TASK PROMPT
Extract the passage on making diesel fuel at home from "A good place" up to and including "locate conversion information.", word for word.

━━━ SELECTED EXCERPT ━━━

Nevertheless, "Be Prepared" Build a small transesterification mini-refinery processor! Make motor fuels right in your own kitchen! "How To" information will soon be available in both printed and videotape forms. Searching on the Internet for TRANSESTERIFICATION will lead you to information resources for this construction. A 30 gallon processor might be a comfortable size, large enough so you won't have to transesterificate every day, but small enough so that unreasonable batch size demands won't drive you crazy in your search for resources.
A good place to start looking for this sort of information would be to point your browser (while you still have one) at (http://www.veggievan.org/science.html) where you will learn how to convert waste deep fat fryer fats to good quality diesel. Fats which are solids at room temperature, or are laced with salt, present further problems and will require more effort to locate conversion information.

━━━ INFORMATION SHOWN ━━━

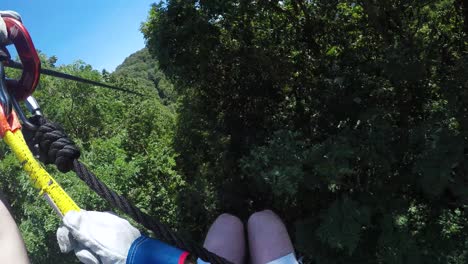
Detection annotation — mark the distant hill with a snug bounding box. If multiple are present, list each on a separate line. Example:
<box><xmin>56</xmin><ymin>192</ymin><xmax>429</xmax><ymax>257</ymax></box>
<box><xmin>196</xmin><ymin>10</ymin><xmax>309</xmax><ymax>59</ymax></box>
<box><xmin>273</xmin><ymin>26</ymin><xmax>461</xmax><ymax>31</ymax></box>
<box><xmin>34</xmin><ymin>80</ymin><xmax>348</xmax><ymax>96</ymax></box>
<box><xmin>112</xmin><ymin>48</ymin><xmax>176</xmax><ymax>105</ymax></box>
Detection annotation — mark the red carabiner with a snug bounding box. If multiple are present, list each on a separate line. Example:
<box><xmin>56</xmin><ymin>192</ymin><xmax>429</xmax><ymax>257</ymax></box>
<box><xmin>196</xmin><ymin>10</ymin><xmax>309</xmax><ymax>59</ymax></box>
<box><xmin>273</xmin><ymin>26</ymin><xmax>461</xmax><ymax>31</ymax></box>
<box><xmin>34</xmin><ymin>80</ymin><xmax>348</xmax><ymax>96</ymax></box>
<box><xmin>3</xmin><ymin>17</ymin><xmax>41</xmax><ymax>101</ymax></box>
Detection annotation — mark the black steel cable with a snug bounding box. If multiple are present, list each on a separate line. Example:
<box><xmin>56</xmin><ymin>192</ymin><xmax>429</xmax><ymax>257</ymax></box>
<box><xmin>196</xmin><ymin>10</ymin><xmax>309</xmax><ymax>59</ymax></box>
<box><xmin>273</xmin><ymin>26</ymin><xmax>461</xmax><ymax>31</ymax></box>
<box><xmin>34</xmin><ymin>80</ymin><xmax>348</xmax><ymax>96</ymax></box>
<box><xmin>25</xmin><ymin>116</ymin><xmax>230</xmax><ymax>264</ymax></box>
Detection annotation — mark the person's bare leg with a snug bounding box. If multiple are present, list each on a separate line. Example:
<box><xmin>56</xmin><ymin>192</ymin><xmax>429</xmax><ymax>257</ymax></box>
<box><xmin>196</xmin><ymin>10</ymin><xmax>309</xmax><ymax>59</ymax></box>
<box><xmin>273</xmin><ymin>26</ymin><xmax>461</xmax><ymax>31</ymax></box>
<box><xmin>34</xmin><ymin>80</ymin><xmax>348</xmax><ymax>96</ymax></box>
<box><xmin>247</xmin><ymin>210</ymin><xmax>294</xmax><ymax>264</ymax></box>
<box><xmin>0</xmin><ymin>194</ymin><xmax>29</xmax><ymax>264</ymax></box>
<box><xmin>203</xmin><ymin>214</ymin><xmax>245</xmax><ymax>264</ymax></box>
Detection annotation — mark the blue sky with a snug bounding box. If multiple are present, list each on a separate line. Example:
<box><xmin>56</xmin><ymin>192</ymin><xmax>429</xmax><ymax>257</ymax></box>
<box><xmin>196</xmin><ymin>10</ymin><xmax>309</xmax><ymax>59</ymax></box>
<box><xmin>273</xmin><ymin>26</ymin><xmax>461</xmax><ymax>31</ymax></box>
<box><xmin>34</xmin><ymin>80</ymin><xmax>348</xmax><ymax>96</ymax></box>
<box><xmin>0</xmin><ymin>0</ymin><xmax>157</xmax><ymax>71</ymax></box>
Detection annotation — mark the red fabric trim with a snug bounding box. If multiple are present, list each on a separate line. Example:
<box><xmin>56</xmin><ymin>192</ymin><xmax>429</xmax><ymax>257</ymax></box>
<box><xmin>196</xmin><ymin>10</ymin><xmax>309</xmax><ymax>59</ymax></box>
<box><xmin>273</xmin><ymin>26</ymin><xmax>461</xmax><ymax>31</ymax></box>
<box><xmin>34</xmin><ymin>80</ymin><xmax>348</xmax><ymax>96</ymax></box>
<box><xmin>177</xmin><ymin>251</ymin><xmax>190</xmax><ymax>264</ymax></box>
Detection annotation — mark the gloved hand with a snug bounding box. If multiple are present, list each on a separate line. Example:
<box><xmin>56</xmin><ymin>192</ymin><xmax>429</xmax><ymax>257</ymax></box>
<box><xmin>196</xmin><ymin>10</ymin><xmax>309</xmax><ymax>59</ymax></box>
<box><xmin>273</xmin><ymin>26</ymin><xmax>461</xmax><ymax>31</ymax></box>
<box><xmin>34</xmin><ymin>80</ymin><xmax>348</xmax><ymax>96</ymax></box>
<box><xmin>57</xmin><ymin>210</ymin><xmax>141</xmax><ymax>264</ymax></box>
<box><xmin>0</xmin><ymin>11</ymin><xmax>21</xmax><ymax>46</ymax></box>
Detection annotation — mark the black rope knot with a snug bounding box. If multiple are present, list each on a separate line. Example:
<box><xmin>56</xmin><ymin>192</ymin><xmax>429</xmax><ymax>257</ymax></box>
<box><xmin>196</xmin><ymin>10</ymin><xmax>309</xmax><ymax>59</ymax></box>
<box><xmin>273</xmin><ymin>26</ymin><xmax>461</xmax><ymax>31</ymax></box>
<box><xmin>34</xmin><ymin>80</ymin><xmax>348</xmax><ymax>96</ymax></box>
<box><xmin>26</xmin><ymin>116</ymin><xmax>81</xmax><ymax>172</ymax></box>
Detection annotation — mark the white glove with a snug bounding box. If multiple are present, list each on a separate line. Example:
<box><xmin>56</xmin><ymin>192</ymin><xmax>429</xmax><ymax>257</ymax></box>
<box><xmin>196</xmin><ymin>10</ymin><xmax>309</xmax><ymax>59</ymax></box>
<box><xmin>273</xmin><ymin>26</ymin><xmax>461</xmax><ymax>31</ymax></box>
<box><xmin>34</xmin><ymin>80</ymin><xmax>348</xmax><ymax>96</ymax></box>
<box><xmin>57</xmin><ymin>210</ymin><xmax>141</xmax><ymax>264</ymax></box>
<box><xmin>0</xmin><ymin>11</ymin><xmax>21</xmax><ymax>46</ymax></box>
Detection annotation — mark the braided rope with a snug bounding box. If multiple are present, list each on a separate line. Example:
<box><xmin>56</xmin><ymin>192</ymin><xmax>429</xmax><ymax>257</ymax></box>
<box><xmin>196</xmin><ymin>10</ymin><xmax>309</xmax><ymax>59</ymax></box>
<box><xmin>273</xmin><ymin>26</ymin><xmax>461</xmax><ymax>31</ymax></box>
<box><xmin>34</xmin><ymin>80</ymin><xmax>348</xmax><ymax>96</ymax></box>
<box><xmin>25</xmin><ymin>116</ymin><xmax>230</xmax><ymax>264</ymax></box>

━━━

SOLUTION TO THIS PROBLEM
A good place to start looking for this sort of information would be to point your browser (while you still have one) at (http://www.veggievan.org/science.html) where you will learn how to convert waste deep fat fryer fats to good quality diesel. Fats which are solids at room temperature, or are laced with salt, present further problems and will require more effort to locate conversion information.